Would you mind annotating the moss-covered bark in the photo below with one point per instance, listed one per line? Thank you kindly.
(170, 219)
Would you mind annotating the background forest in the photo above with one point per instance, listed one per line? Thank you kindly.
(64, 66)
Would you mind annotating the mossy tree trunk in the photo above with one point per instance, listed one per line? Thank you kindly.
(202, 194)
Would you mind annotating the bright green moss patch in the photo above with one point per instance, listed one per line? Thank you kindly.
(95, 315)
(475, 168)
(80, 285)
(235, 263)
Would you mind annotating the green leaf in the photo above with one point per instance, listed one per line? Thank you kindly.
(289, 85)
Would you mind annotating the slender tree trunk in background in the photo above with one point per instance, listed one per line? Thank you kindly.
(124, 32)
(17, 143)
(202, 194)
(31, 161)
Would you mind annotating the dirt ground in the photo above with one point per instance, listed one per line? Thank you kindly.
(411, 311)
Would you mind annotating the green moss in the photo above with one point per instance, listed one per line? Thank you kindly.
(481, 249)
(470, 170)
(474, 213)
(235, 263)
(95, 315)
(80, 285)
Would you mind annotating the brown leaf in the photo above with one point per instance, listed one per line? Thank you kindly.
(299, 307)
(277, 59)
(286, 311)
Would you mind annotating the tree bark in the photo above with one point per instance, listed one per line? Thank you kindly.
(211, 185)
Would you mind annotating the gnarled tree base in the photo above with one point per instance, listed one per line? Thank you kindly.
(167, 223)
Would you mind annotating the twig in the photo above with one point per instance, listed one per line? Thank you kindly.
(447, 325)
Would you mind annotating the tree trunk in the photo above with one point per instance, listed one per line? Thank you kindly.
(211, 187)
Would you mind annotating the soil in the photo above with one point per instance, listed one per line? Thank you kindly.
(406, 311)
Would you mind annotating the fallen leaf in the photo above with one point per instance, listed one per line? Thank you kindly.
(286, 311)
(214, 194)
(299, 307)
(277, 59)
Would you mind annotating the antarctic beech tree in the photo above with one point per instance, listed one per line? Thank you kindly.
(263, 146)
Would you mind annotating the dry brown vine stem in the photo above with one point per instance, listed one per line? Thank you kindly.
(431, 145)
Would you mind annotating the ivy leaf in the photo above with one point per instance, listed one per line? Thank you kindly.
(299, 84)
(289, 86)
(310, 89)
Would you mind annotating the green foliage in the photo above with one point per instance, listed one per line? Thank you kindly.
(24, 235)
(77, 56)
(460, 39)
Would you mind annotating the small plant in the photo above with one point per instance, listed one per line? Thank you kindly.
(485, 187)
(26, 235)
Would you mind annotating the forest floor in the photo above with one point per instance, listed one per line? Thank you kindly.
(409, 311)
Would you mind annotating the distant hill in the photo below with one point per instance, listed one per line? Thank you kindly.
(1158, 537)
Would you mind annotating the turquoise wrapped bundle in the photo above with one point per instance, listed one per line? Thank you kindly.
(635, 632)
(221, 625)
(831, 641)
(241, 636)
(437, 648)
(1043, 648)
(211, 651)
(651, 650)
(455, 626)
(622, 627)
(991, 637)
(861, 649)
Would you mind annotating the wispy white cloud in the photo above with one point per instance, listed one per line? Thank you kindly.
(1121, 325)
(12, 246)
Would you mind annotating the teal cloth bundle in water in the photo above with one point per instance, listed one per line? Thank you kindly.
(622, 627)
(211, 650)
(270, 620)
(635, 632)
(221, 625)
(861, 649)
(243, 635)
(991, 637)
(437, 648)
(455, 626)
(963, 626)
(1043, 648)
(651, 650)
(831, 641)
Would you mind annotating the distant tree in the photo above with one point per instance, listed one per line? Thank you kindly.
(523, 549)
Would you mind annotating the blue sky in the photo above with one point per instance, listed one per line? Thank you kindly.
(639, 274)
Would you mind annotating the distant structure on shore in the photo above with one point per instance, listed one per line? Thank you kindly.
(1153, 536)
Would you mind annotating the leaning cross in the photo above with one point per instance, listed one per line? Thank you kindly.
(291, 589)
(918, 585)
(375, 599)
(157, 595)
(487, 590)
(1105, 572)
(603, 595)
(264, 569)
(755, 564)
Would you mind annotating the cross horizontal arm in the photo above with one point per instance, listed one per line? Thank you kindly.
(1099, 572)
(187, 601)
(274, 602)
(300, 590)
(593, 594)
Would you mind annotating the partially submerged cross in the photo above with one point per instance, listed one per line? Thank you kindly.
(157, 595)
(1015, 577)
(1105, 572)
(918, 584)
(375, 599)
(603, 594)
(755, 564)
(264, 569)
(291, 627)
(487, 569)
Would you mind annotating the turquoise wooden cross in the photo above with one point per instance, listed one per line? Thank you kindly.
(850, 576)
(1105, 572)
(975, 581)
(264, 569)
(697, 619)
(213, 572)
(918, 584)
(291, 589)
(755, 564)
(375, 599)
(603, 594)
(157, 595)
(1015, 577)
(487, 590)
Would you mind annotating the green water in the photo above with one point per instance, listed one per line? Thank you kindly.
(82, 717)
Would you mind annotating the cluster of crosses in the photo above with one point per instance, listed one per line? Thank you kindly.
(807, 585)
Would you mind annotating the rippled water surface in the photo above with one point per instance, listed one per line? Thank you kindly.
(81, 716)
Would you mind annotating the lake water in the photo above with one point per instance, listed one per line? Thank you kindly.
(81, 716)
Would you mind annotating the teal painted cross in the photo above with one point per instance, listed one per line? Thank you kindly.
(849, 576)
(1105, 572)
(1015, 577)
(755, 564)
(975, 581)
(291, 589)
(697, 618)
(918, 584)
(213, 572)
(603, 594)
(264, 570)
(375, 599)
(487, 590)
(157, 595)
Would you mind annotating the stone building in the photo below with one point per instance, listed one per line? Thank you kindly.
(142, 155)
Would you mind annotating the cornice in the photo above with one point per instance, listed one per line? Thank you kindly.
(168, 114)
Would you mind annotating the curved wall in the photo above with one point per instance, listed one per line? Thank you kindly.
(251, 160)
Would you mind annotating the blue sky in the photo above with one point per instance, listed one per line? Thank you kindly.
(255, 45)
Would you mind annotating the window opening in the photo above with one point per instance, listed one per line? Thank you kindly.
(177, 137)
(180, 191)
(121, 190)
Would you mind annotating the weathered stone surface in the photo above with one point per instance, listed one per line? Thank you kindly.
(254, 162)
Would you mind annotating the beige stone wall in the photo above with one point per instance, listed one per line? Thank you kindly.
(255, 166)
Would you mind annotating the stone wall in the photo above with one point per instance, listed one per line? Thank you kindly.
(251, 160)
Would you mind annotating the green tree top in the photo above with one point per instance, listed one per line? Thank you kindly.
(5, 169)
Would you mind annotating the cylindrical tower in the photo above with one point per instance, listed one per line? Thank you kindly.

— SHORT EXERCISE —
Rewrite all of the lines above, replacing every "annotating" with "marking" and leaving everything else unchanged.

— OUTPUT OF THE EXERCISE —
Would you mind marking the moss-covered bark in the photo below with one point per instance, listed one per line? Thank you kindly.
(170, 219)
Would you mind marking the background forest in the photo above with one point per instance, listed one per line? Thank you kindly.
(64, 66)
Would you mind marking the mossy tree trunk in the photo above with one point per instance, listed one per line? Thank you kindly.
(202, 194)
Would you mind marking the bright green moss patch in the photo above with one point per instance, listed one per line? Thank you kindly.
(95, 315)
(475, 168)
(80, 285)
(235, 263)
Would you mind marking the green leaf in the photo above with one point per instance, listed one per line? Thank you kindly.
(289, 85)
Would you mind marking the slender tree trunk in background in the photo above with one point per instance, listed one per line? Thank you kindly.
(124, 32)
(17, 143)
(202, 194)
(31, 161)
Would you mind marking the dirt ground in the photo above with one point per instance, listed one per line? Thank you kindly.
(411, 311)
Would you mind marking the green moss in the photo above with one point per instance, listed one per line? Thank you kindly.
(481, 249)
(470, 170)
(474, 213)
(235, 263)
(95, 315)
(80, 285)
Would you mind marking the brown leaf in the photo above with one point per instance, listed one per line? Thank you kindly.
(299, 307)
(277, 59)
(286, 311)
Would you mind marking the tree bark in the photo above with one point per instance, listed one per line? Thank you kindly.
(211, 185)
Would you mind marking the gnarled tree base in the photo above with one point per instance, listed one per line? Thank you kindly.
(167, 223)
Would you mind marking the twig in the photo above with one point per instance, listed one per line? Thank you kindly.
(447, 325)
Would you mind marking the tree trunk in the photo above with one point per instance, listed one per line? Thank you kindly.
(211, 187)
Would you mind marking the soil in the photo above with one point per instance, listed one per line? Thank you kindly.
(406, 311)
Would you mind marking the fallen leaf in the photo above with one point per instance, listed one per line? Thank you kindly.
(286, 311)
(214, 194)
(299, 307)
(277, 59)
Would you mind marking the antarctic beech tree in the photo above with one point per instance, listed one per line? Thank you kindly.
(263, 146)
Would you mind marking the dry brown vine stem in the photo above with one point per instance, listed one per line? Thank you kindly.
(431, 145)
Would you mind marking the ivy leaf in the photo above with one point per instance, listed one per line? Thank you kindly.
(299, 84)
(289, 86)
(310, 89)
Would you mind marking the green foliage in the photo above with one point per instance, listed one per line? Thank you kindly.
(24, 235)
(77, 56)
(460, 39)
Would you mind marking the small plant in the photo above with one point per instance, listed one per line? Thank you kindly.
(485, 187)
(26, 235)
Would you mind marking the forest floor in the photo above with one point per instance, listed one per line? Thank you kindly.
(409, 311)
Would you mind marking the distant hill in the photo below with one point per instance, listed one per line? Thank you kindly.
(1158, 537)
Would you mind marking the turquoise wrapped bundle in the photo above with one point per instance, listed one per line? Thank you kindly.
(635, 632)
(221, 625)
(831, 641)
(241, 636)
(437, 648)
(1043, 648)
(211, 651)
(651, 650)
(455, 626)
(622, 627)
(991, 637)
(861, 649)
Would you mind marking the wispy white cloud in the photo above with one point per instance, listed one per line? Thank you kindly.
(1121, 325)
(12, 246)
Would you mind marking the teal cloth bundle in water in the photo above with one point per instance, listed one per line? Thank you kindly.
(622, 627)
(211, 650)
(270, 620)
(635, 632)
(221, 625)
(861, 649)
(243, 635)
(991, 637)
(437, 648)
(455, 626)
(963, 626)
(1043, 648)
(651, 650)
(831, 641)
Would you mind marking the distant tree in the photo above with one point per instance, listed one per line? Thank you kindly.
(523, 549)
Would you mind marking the blue sky in the photo above with one point per instance, listed one per line? Thank you kindly.
(639, 274)
Would you mind marking the distant structure on shore in the photo above with one point per instance, listed one per line? Thank you kindly.
(1153, 536)
Would you mind marking the leaning cross in the photo above with one point per instance, listed one per line? Thank you kindly.
(291, 589)
(918, 585)
(375, 599)
(157, 595)
(487, 590)
(1105, 572)
(603, 595)
(264, 569)
(755, 564)
Would you mind marking the cross horizontal arm in the photo above with one point per instance, listed one per line? Thank you kindly.
(1099, 572)
(187, 601)
(274, 602)
(300, 590)
(593, 594)
Would you mind marking the partially submerged cross in the photo above with one point per instance, listed one per line? Thank you kindly.
(157, 595)
(1015, 577)
(1105, 572)
(918, 584)
(375, 599)
(603, 594)
(755, 564)
(264, 569)
(291, 627)
(487, 569)
Would you mind marking the turquoise wooden cross in the photo above with one point per instance, listed one per line? Thank you kindly.
(850, 576)
(1105, 572)
(975, 581)
(264, 569)
(697, 619)
(213, 572)
(918, 584)
(291, 589)
(755, 564)
(375, 599)
(603, 594)
(157, 595)
(1015, 577)
(487, 590)
Would you mind marking the green water in the photo above with one point per instance, listed one per line? Thank you kindly.
(82, 717)
Would you mind marking the cluster of crosses in the photo above with one point per instance, listed one per line? Thank you kindly.
(807, 585)
Would you mind marking the rippled water surface in the photo above with one point per instance, listed one per line? Thank you kindly.
(81, 716)
Would you mind marking the lake water in the photo above with one point per instance, listed one per line? Thank you kindly.
(81, 716)
Would you mind marking the teal painted cross in the photo above with one point per instance, listed one per line? Thank you kindly.
(849, 576)
(1105, 572)
(1015, 577)
(755, 564)
(975, 581)
(291, 589)
(697, 618)
(918, 584)
(213, 572)
(603, 594)
(264, 570)
(375, 599)
(487, 590)
(157, 595)
Would you mind marking the stone building in the photo below with one point per instance, listed one per line? Thank you kindly.
(142, 155)
Would you mind marking the cornice in the photo above with one point per instance, listed one per line? Thank you kindly.
(168, 114)
Would you mind marking the curved wall in the photo above with one point per instance, listed one per line? Thank you kindly.
(251, 160)
Would you mind marking the blue sky in the photo above with one point per instance, listed one per line? Thank you kindly.
(255, 45)
Would you mind marking the window opening in the photo above with one point per instance, listed one per line? Thank you kindly.
(177, 137)
(180, 191)
(121, 190)
Would you mind marking the weathered stone surface in the photo above with one point per instance, listed one per line? Thank you kindly.
(254, 162)
Would you mind marking the beige stone wall in the photo above with one point per instance, listed one per line? Thank you kindly.
(255, 166)
Would you mind marking the stone wall in the photo above with one point per instance, listed one per line? Thank you kindly.
(251, 160)
Would you mind marking the green tree top in the photo above with one point per instance, listed one per line? Thank you kindly.
(5, 169)
Would you mind marking the cylindrical tower in the photo above with one point per instance, listed one per line? Thank you kindly.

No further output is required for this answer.